— Work task —
Everything from the line that holds "Place one point per instance of the water" through the end of the records below is to be transcribed exactly, except the pictures.

— Dataset records —
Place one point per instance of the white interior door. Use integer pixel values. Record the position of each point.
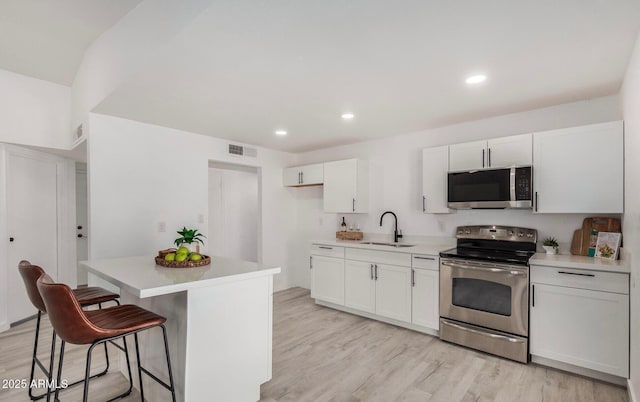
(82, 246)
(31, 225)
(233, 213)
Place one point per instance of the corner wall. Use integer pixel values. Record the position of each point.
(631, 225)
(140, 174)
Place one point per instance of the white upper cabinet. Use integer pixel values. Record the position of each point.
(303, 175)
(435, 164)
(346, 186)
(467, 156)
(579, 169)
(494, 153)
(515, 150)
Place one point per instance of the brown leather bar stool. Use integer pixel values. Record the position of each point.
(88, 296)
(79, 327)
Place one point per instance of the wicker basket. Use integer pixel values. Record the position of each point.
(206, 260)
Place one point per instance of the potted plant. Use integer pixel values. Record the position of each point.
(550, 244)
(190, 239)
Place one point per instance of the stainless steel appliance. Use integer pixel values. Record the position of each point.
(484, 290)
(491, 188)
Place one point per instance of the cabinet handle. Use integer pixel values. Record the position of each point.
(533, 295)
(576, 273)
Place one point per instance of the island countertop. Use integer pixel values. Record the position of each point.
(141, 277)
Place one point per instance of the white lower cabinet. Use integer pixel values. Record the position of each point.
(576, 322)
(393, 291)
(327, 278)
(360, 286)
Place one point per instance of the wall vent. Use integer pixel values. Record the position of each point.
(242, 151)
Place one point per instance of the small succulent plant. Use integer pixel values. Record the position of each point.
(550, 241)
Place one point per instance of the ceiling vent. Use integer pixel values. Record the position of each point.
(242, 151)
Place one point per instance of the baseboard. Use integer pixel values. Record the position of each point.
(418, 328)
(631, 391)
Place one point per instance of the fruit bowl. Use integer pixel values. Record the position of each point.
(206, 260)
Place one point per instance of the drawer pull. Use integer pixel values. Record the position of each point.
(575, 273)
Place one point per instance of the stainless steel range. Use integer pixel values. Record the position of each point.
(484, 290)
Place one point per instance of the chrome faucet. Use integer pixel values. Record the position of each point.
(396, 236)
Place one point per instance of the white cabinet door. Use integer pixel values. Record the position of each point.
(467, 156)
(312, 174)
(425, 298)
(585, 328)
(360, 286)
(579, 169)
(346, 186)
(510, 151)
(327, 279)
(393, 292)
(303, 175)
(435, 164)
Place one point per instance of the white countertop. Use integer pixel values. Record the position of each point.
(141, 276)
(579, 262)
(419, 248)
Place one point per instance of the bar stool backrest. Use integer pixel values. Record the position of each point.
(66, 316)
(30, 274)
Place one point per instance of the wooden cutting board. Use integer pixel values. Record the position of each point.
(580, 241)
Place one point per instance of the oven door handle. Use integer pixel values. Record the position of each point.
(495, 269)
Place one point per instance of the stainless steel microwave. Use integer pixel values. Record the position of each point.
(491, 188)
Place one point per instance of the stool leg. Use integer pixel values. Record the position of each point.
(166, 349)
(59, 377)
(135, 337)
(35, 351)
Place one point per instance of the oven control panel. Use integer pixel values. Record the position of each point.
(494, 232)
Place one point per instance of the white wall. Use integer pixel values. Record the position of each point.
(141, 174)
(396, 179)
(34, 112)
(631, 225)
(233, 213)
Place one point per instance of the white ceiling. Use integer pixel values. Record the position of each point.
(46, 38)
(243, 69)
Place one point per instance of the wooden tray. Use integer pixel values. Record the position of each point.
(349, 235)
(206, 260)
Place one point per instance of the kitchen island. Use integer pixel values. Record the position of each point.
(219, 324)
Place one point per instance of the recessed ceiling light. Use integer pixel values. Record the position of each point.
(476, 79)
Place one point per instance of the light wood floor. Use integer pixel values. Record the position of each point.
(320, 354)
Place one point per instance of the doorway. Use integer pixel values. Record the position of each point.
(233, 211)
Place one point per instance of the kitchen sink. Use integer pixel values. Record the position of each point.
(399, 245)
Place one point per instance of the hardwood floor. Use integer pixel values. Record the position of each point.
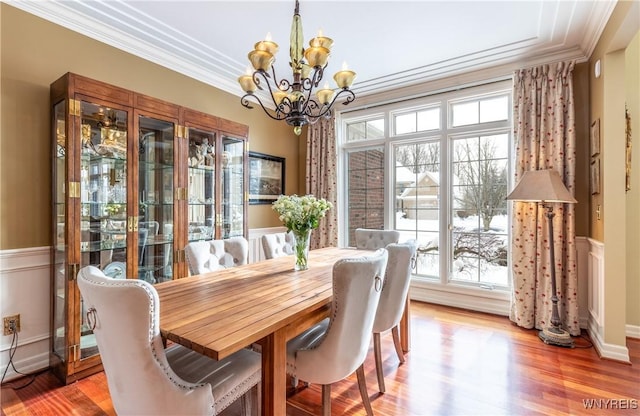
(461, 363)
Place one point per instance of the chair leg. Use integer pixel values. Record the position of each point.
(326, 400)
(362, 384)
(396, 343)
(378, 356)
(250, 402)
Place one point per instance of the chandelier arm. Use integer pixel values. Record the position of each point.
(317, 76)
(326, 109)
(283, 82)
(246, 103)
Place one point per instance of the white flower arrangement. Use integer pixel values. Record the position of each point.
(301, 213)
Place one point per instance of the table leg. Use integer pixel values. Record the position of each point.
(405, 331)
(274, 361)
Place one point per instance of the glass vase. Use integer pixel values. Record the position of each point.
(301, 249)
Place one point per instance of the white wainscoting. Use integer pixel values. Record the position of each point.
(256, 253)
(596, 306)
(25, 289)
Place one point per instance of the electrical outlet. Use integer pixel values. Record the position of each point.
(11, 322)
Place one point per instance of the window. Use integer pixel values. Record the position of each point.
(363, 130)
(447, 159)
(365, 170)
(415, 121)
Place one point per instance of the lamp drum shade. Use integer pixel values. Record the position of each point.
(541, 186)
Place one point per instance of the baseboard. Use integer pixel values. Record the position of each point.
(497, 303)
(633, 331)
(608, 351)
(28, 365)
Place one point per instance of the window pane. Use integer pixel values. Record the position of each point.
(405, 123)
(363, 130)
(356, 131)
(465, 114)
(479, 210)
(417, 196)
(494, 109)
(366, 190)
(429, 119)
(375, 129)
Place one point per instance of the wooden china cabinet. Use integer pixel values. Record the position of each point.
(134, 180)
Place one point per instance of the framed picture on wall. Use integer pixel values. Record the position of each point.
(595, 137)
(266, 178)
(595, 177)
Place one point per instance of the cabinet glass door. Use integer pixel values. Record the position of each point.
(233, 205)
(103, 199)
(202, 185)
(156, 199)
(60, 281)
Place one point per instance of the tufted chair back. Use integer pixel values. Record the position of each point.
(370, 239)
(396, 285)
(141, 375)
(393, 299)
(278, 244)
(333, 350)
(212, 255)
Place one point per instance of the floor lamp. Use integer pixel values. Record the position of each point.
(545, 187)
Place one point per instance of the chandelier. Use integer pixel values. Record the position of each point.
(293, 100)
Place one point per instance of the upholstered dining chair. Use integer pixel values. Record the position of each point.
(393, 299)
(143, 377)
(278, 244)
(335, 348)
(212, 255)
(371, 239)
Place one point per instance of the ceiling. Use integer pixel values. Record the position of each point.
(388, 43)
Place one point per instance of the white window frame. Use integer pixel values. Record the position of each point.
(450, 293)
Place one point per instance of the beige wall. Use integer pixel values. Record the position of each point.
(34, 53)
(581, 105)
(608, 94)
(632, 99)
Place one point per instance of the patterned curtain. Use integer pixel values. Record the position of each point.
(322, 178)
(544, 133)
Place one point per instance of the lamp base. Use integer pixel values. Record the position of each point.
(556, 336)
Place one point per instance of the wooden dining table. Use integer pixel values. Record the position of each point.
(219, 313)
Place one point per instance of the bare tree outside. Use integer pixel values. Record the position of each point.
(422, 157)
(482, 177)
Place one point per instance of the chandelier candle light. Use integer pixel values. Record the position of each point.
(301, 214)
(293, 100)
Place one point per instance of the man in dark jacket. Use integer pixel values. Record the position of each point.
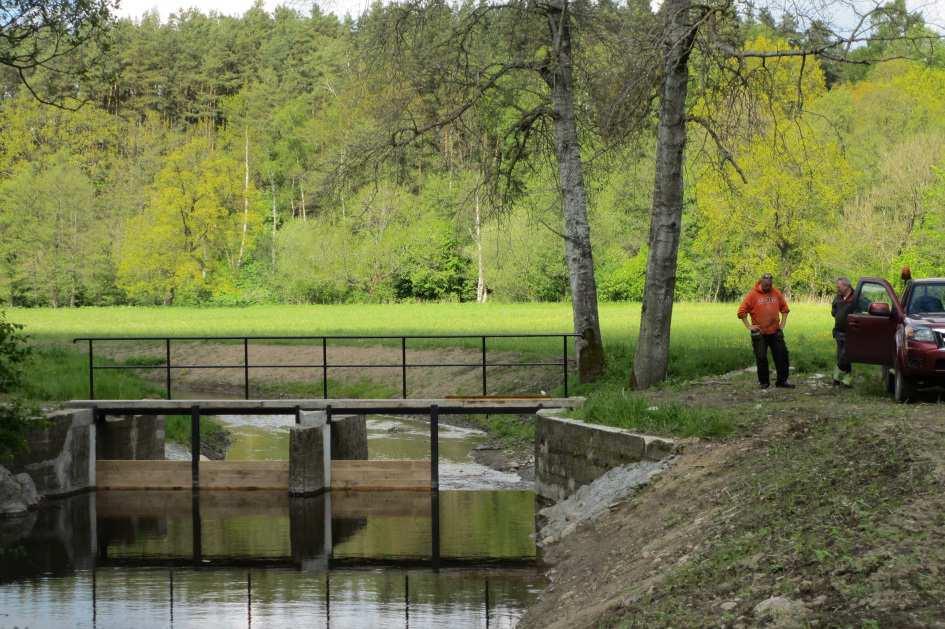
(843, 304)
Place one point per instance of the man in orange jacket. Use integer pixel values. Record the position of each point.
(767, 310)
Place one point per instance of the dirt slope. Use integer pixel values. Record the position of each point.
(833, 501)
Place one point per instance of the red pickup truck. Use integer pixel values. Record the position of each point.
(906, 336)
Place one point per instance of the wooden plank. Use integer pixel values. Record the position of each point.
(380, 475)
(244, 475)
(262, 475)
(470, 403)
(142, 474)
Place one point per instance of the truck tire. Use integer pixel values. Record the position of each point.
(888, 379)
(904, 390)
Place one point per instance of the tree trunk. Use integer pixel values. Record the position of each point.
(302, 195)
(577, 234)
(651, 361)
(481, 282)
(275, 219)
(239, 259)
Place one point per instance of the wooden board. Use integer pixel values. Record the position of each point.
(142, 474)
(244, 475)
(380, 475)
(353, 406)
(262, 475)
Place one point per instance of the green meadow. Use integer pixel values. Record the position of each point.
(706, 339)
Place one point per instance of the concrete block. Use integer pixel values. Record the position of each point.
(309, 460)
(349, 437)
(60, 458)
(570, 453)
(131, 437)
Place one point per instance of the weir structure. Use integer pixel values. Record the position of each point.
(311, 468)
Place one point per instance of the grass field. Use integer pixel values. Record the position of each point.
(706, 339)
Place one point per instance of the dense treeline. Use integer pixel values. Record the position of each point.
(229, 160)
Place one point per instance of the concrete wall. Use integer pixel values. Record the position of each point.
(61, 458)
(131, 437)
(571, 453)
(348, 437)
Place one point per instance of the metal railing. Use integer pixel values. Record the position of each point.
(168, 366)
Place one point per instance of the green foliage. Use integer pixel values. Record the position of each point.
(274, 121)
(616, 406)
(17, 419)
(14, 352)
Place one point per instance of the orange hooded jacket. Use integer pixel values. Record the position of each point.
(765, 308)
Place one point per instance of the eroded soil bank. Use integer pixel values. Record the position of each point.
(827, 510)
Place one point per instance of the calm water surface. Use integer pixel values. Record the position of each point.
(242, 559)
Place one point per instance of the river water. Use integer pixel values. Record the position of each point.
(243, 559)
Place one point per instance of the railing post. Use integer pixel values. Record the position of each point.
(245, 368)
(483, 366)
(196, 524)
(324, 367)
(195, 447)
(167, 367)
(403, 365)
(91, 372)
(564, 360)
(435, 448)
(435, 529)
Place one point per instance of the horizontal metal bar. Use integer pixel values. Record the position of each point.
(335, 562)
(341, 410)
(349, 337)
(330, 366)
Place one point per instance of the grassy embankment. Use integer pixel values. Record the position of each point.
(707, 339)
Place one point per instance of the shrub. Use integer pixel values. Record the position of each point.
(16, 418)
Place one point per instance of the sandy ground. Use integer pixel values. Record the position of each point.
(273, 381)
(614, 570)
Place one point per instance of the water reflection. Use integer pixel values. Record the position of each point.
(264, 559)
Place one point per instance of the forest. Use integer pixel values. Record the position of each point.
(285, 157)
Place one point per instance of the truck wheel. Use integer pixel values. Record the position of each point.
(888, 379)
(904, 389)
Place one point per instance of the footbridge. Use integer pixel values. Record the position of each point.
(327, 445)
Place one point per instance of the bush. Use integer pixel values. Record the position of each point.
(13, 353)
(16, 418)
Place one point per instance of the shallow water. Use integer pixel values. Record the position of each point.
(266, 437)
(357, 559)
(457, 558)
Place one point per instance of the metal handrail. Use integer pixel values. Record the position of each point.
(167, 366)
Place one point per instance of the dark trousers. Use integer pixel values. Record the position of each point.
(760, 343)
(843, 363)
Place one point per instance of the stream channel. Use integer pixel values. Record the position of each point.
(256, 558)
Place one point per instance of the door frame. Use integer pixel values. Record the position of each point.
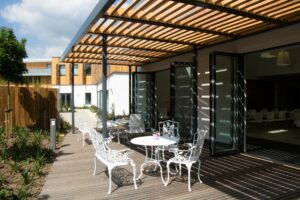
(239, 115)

— Response area —
Place one point per instance of the water reflection. Use integer pixel values. Record the position of each point.
(264, 559)
Place one point per instance of the forest. Use integer pixel values. Record the position of each point.
(285, 157)
Place one point per instance of the truck wheel. Use integer pixel values. Record the position of each point.
(888, 379)
(904, 389)
Place one point per instance of the footbridge. Use integer pixel values. Record the position of each point.
(327, 445)
Place one point per instance of the bush. Use integer pixel values. Record the position of each point.
(13, 353)
(16, 418)
Place one point per instance of the shallow water. Use integer pixel values. Record the position of each point.
(266, 437)
(357, 559)
(457, 558)
Place one point per instance of the metal handrail. Use integer pixel values. Record the position of each point.
(167, 366)
Place one point per instance of the dark trousers. Use integer pixel values. Record the position of each point.
(760, 343)
(843, 363)
Place one point per instance of the stream channel. Use integer pixel values. Record the position of each point.
(256, 558)
Place one point per instance of the door frame. Use integer pixel values. Record the position of each point.
(239, 115)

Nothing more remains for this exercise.